● **Tasks to perform**:
• A. Answer these questions from the text on the 1992 Hooters 500, one line each, marked (i), (ii), (iii):
(i) How many laps did Gordon complete?
(ii) Where did Petty stop after his car caught fire?
(iii) Which celebrity does Gordon believe was at the drivers meeting?
• B. Pull out each line of the listing that contains the word "white". Case counts.

The actual race wasn’t very memorable for either driver. Gordon crashed early and completed only 164 of 328 laps. Petty made 95 laps but was running at the finish after being involved in a wreck.

Petty: “I don’t remember that much about it. We were running back there with Darrell (Waltrip) and two or three guys, and I don’t know if I messed up or they messed up coming off of 4. Got in a wreck and (the car) caught on fire. I drove down in the first corner, pulled up beside the fire truck. This is true. The guys got out of the fire truck, come over and want my autograph. I said, ‘Man, the car’s burning!’ You always hear the deal everyone wants to go out in a blaze of glory. I just went out in a blaze. Wasn’t no glory.

“The car was tore all to pieces. The crew said we’ve got to get him out there to finish the race. They worked a third of the race on it. I can remember I got out of the car, got up in the (team) truck, and we all had a good cry (with his wife, Lynda, and daughters). They was glad it was all over with, and then the guys said, ‘Get your helmet, we’re going to put you back on the track.’ Probably 10 laps to go, we just pulled up to the pit area and just sat there (until) a couple of laps to go, because we know we couldn’t run fast, and we still were having a heck of a race for the championship. So I just rode around a couple of slow laps. In the rundown, it shows I finished the race. That was a victory for the crew.”

Hooters 500

HAMPTON, GA - NOVEMBER 15, 1992: Richard Petty’s driving career ended at Atlanta International Raceway’s 1992 Hooters 500 when The King’s Pontiac crashed, resulting in this fire. The blaze was extinguished, Petty was unhurt and finished 35th in the final race of his legendary career. (Photo by ISC Archives/CQ-Roll Call Group via Getty Images)

ISC Archives/CQ-Roll Call Group

Gordon: “(The race) wasn’t long! It kind of went a lot like the rest of the weekend. We were super fast. Had a great car. I remember us moving forward in the race. In Atlanta back then, super fast and a different configuration, I remember how free you had to start the cars on a full load of fuel. These are big sweeping fast corners at Atlanta. And you just hold onto it until the car starts to tighten up and lead off the front and then you go. Well, I didn’t make it that far. My early times in stock cars in general was (about), ‘Is it tight enough?’ Everybody else told me you want the car to be neutral, which I was used to in a sprint car, but you didn’t want to be neutral on Lap 5. You wanted to be on Lap 25. So I spent a lot of time backing into a lot of things, and that’s the way that day went. All I remember is just hanging on for the first several laps of a run and then unfortunately backing into the wall early in the race and ended my day. Turn 1 and 2. I’ll never forget that.”

Gordon also had vivid memories of a prerace drivers meeting that included several dignitaries and a present for the drivers in the field from “The King.”

Gordon: “(What) stands out the most for me was the drivers meeting. I feel like I finally made it, and here I am in this drivers meeting with all these great drivers, and because of Richard’s final race, it was all the dignitaries, the celebrities. I’m pretty sure Burt Reynolds was there. I remember some big country music stars. It was a pageantry in itself just talking about Richard’s final race. So just to be there and witness that.

● **Excerpted records**:
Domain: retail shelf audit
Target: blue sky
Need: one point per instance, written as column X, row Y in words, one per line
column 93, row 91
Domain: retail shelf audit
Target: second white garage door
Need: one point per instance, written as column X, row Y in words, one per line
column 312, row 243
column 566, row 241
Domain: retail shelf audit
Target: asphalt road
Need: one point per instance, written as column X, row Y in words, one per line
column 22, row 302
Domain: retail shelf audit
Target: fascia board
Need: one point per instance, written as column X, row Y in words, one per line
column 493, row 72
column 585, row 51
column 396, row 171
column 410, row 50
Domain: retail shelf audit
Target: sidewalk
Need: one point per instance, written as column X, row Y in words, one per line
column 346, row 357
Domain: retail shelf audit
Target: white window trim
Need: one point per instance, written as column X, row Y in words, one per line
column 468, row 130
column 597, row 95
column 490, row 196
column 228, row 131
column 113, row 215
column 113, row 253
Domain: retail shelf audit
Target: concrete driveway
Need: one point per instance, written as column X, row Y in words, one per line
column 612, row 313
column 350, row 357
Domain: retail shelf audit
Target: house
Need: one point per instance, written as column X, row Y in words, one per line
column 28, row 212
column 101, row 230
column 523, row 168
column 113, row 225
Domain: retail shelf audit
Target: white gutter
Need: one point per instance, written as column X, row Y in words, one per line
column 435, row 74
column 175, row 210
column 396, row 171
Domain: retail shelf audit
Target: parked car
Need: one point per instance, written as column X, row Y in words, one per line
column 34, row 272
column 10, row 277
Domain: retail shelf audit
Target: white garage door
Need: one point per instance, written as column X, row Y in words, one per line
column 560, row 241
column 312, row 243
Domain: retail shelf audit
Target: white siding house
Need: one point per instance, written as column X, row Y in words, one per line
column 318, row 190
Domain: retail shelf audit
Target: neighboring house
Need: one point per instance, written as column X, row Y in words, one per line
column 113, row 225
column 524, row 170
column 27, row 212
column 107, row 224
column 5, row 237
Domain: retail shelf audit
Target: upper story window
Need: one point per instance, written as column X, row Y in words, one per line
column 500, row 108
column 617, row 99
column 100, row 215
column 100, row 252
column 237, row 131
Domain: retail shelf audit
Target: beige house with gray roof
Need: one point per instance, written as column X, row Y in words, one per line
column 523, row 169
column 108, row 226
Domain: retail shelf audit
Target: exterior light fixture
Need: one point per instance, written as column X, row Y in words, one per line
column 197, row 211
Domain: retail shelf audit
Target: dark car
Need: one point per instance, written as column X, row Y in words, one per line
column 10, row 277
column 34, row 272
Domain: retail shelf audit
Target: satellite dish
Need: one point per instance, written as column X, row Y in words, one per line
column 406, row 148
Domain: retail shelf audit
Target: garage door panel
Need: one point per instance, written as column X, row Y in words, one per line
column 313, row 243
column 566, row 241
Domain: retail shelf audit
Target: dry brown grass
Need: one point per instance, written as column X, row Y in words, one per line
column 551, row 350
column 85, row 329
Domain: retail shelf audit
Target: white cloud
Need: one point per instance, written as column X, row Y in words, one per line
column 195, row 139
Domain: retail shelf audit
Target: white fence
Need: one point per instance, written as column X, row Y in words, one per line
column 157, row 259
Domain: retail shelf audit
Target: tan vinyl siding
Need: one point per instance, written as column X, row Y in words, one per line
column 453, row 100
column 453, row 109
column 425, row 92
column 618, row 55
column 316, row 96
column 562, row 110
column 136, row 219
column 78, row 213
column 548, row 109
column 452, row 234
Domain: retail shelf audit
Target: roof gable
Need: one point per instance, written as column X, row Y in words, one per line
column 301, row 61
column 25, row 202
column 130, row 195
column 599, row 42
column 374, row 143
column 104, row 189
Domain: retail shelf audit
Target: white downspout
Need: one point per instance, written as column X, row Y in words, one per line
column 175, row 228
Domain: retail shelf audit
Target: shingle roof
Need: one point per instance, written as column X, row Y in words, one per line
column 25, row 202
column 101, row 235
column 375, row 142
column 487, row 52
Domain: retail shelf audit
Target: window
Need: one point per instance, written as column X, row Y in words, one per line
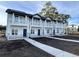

● **Worked answers**:
• A.
(i) 164 of 328 laps.
(ii) In the first corner, beside the fire truck.
(iii) Burt Reynolds.

• B.
Target: second white garage door
Target: white window trim
Target: white gutter
Target: white garage door
Target: white siding house
Target: white cloud
Target: white fence
Target: white downspout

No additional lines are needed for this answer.